(Location identification entries)
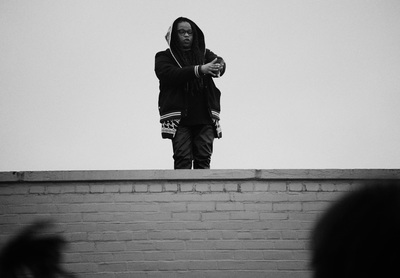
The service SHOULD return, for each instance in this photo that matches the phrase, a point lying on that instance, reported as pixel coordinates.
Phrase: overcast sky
(309, 84)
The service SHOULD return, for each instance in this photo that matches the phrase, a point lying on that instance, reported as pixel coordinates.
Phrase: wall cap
(210, 175)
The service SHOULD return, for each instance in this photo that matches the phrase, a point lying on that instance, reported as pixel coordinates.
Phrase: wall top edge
(176, 175)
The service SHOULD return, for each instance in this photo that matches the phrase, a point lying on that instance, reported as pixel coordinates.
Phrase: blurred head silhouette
(359, 235)
(32, 253)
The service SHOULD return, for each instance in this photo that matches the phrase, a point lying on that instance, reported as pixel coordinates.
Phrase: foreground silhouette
(32, 253)
(359, 235)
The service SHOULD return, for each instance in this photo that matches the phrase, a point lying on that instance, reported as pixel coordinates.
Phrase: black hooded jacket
(176, 79)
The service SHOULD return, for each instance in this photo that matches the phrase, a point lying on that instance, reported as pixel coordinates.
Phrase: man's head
(185, 35)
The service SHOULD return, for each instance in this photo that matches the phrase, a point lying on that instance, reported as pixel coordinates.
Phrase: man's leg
(182, 147)
(203, 139)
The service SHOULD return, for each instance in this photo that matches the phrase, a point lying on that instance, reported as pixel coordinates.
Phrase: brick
(258, 207)
(191, 255)
(97, 188)
(202, 187)
(231, 187)
(140, 188)
(229, 206)
(297, 187)
(247, 187)
(249, 255)
(186, 187)
(171, 187)
(201, 206)
(261, 186)
(155, 188)
(244, 216)
(278, 186)
(123, 189)
(81, 189)
(287, 207)
(216, 187)
(185, 216)
(215, 215)
(37, 189)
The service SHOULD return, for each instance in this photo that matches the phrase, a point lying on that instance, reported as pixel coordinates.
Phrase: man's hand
(211, 68)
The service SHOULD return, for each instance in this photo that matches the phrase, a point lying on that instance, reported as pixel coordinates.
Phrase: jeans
(193, 145)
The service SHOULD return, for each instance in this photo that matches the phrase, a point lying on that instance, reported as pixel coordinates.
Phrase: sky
(309, 84)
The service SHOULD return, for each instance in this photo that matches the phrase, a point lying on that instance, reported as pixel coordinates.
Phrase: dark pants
(193, 145)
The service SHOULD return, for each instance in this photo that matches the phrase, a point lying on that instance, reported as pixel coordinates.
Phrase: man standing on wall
(189, 101)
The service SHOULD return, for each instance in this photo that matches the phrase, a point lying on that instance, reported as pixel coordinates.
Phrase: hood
(171, 38)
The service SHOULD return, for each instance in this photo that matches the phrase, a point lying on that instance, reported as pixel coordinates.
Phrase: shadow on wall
(359, 235)
(33, 253)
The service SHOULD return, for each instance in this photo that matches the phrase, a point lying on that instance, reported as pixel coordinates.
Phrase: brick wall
(199, 223)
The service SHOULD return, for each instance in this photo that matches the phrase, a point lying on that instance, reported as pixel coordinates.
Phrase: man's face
(185, 35)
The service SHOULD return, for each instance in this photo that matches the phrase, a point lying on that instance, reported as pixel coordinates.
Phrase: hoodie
(178, 79)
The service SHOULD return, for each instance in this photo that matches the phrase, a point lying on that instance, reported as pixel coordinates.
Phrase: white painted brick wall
(216, 223)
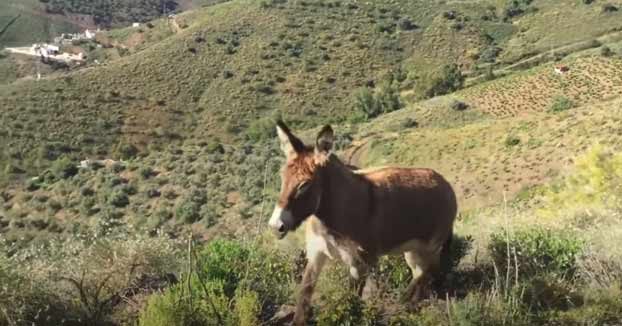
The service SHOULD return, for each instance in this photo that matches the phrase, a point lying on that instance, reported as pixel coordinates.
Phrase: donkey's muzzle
(277, 222)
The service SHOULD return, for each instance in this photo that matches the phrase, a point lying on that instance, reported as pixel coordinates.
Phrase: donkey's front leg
(316, 261)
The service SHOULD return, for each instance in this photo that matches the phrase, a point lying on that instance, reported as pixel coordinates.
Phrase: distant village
(47, 51)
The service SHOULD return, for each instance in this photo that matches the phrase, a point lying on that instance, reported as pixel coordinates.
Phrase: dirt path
(53, 17)
(566, 49)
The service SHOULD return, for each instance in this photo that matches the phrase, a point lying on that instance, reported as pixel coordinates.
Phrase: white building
(88, 34)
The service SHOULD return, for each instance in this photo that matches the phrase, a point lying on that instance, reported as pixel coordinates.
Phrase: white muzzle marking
(278, 215)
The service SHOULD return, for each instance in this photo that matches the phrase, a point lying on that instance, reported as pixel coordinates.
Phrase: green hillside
(166, 225)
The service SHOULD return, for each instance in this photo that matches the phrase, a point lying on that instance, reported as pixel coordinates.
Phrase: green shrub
(118, 198)
(233, 284)
(458, 105)
(342, 307)
(444, 81)
(261, 129)
(126, 151)
(64, 168)
(188, 212)
(548, 292)
(561, 103)
(146, 172)
(537, 250)
(247, 308)
(189, 303)
(605, 51)
(394, 271)
(511, 141)
(384, 99)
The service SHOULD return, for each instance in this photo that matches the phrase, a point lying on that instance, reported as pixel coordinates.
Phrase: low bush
(511, 141)
(233, 284)
(536, 251)
(446, 80)
(64, 168)
(188, 212)
(458, 105)
(118, 198)
(384, 99)
(605, 51)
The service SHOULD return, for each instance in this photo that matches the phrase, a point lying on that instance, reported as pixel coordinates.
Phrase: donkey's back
(410, 204)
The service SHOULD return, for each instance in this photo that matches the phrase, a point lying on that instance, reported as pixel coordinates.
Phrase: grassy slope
(470, 147)
(303, 61)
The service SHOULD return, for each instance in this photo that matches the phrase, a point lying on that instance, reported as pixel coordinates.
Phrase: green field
(171, 228)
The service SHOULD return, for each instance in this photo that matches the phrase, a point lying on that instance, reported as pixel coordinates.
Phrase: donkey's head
(301, 182)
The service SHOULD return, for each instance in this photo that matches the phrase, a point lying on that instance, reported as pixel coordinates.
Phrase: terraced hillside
(588, 80)
(230, 65)
(490, 159)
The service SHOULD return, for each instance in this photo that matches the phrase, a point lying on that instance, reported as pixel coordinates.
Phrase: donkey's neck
(345, 205)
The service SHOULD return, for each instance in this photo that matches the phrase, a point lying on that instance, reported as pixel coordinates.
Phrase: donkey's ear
(290, 144)
(325, 139)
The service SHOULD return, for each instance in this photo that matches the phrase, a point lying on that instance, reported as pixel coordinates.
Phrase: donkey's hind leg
(424, 266)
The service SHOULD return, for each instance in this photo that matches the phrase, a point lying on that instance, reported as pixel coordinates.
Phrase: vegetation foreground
(136, 190)
(551, 259)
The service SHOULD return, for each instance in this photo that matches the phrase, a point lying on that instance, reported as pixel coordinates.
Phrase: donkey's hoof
(284, 316)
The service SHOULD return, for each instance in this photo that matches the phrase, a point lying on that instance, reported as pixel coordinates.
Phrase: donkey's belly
(430, 246)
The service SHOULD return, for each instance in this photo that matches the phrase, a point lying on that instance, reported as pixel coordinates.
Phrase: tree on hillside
(444, 81)
(384, 99)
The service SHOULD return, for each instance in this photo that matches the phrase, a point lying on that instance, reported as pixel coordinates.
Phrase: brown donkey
(356, 216)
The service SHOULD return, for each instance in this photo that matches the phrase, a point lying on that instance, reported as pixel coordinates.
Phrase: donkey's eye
(302, 188)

## Problem requirements:
Please count the lines above that contain the string "foreground", treating uppercase and lowercase as different, and reply with only that number.

## Solution to this task:
2